> Written instruction 1: According to the export forecast news item, how often is the Global Export Forecast released?

> Text to read:
>>>>>
Two more years of flat export growth, says EDC



    OTTAWA, April 17 /CNW Telbec/ - The U.S. slowdown is trickling though the
world's economies and continuing to pressure the Canadian exporter, according
to the semi-annual Global Export Forecast released today by Export Development
Canada (EDC). EDC does not expect the global slowdown to be severe or that it
will drag on.
    "The flurry of mixed data has economists and markets shifting rapidly
between upside and downside outlooks," said Stephen Poloz, Senior
Vice-President of Corporate Affairs and Chief Economist. "We believe that the
global economy is at an inflection point where growth will moderate through
2008, down from its recent pace. The wildcard is the continuing possibility of
a retrenchment by the US consumer, a vital player in determining global
growth."
<<<<<
> Written instruction 2: Reproduce the rows word for word, starting with the line that contains "Return a point for each instance of the child's raised" and going on through the final line of the rows.

[Records excerpted from a collection]
>>>>>
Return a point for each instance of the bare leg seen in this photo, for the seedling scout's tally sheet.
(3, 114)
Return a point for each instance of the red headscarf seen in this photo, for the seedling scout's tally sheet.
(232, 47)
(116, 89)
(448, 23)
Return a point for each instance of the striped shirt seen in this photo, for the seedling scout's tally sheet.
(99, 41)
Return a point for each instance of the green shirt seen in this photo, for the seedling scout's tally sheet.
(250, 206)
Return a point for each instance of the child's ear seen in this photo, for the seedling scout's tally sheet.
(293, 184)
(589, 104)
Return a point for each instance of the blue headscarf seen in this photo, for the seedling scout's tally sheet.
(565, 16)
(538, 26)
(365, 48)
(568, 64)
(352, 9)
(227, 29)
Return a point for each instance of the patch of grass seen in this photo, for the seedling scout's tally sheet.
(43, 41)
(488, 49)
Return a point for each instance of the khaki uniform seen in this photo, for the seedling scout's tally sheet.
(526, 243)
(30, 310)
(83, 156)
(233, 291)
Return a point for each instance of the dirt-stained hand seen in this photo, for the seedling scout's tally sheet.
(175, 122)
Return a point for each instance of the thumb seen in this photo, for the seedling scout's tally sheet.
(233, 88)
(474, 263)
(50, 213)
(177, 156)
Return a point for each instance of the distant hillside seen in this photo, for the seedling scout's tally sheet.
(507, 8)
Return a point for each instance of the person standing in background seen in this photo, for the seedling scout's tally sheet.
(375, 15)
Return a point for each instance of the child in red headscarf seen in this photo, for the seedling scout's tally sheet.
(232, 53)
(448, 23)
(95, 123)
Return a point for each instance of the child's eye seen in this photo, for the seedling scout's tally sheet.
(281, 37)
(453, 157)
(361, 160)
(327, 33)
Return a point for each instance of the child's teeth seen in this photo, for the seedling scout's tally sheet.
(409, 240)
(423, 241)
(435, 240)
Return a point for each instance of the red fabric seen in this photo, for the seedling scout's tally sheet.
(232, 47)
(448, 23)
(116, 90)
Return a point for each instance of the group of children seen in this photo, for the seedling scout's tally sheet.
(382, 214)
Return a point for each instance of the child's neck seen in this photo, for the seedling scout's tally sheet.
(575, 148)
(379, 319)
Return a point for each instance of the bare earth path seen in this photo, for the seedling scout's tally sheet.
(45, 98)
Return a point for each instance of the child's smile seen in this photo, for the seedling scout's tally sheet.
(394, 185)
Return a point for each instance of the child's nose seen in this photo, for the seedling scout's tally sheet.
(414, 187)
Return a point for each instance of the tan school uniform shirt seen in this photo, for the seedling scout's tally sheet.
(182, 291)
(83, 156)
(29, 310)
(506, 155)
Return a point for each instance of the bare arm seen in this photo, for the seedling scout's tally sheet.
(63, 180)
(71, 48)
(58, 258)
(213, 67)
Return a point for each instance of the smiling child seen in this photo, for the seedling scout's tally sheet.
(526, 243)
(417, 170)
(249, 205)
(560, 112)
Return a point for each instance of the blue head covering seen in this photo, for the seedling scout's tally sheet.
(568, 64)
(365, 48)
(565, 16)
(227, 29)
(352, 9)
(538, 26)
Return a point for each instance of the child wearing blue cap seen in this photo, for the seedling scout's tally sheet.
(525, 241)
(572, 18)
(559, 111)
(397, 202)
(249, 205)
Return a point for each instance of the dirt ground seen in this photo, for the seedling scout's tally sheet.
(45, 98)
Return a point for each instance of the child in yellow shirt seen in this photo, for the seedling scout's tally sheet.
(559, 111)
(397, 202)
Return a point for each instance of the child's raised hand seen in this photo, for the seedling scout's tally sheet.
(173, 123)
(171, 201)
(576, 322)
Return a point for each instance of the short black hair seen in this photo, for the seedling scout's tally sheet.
<<<<<
> Correct result 1: Semi-annually.

> Correct result 2:
Return a point for each instance of the child's raised hand seen in this photo, for the seedling scout's tally sheet.
(173, 123)
(171, 201)
(576, 322)
Return a point for each instance of the short black hair seen in this photo, for the seedling scout's tally sheet.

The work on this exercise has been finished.